> [Direction] Write out again only the lines starting at the one containing "Pest-scouting request: point out the windshield" and ending at the last of the rows below, requests included. Shift every coordinate in the answers by adding -5 to it.

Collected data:
----

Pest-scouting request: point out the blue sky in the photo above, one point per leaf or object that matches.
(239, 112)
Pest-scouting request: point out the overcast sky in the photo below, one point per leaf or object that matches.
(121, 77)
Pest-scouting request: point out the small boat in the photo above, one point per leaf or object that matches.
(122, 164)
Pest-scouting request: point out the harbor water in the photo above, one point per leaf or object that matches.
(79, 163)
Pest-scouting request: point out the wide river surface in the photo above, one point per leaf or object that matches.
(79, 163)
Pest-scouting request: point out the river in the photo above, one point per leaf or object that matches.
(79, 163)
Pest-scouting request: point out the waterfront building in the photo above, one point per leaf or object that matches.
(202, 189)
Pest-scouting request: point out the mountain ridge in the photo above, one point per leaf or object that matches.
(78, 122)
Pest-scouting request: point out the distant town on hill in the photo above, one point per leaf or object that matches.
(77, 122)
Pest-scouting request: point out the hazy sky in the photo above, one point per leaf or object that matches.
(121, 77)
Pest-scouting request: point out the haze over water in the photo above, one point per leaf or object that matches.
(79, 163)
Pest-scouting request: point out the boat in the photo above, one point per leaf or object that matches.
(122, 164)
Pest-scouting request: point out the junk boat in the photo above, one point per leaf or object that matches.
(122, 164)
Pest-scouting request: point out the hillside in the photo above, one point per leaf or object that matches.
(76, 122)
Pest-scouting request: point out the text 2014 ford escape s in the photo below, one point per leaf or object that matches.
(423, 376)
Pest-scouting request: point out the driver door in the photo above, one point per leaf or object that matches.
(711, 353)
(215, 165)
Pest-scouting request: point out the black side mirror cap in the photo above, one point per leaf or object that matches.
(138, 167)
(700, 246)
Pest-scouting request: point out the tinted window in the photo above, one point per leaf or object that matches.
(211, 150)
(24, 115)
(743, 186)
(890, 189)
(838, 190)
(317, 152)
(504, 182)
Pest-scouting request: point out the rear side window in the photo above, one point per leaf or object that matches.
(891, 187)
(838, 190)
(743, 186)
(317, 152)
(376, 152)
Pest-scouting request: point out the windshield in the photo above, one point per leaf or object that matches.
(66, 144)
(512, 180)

----

> [Answer for this exercise]
Pest-scouting request: point out the windshield in the photo above, one point per leaf or object that matches.
(61, 139)
(507, 175)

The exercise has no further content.